→ **INSTRUCTION**: Please edit these records by changing "spacing model" to "layout model" and leaving everything else unchanged.

→ **DATA TO USE**:
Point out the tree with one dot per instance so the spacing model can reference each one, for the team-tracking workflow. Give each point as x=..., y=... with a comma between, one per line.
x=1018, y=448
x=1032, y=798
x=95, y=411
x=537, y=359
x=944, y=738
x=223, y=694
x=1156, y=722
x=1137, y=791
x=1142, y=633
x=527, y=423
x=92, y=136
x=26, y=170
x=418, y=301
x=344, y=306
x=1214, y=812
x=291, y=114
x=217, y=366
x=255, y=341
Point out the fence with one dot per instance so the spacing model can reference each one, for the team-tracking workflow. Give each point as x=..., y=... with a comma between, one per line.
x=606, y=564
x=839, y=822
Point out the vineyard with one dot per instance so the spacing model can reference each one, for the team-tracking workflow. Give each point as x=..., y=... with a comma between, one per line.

→ **WRITTEN SOLUTION**:
Point out the tree with one dot per instance so the layout model can reference each one, for the team-tracking workflow. Give each point as x=..., y=... with a comma between, one per line.
x=1018, y=448
x=1032, y=798
x=95, y=411
x=537, y=359
x=944, y=738
x=223, y=694
x=1156, y=722
x=1137, y=791
x=1142, y=633
x=527, y=423
x=92, y=136
x=26, y=170
x=418, y=301
x=344, y=306
x=1214, y=812
x=291, y=114
x=217, y=366
x=255, y=341
Point out the fence with one dot per instance so the layout model can reference each one, for the team-tracking workflow. Give each point as x=..., y=... with a comma between, one per line.
x=606, y=564
x=839, y=822
Point out the vineyard with one dot per instance so the layout model can reference each one, for the team-tracking workflow. Give each point as x=..., y=... with a comma between, one per line.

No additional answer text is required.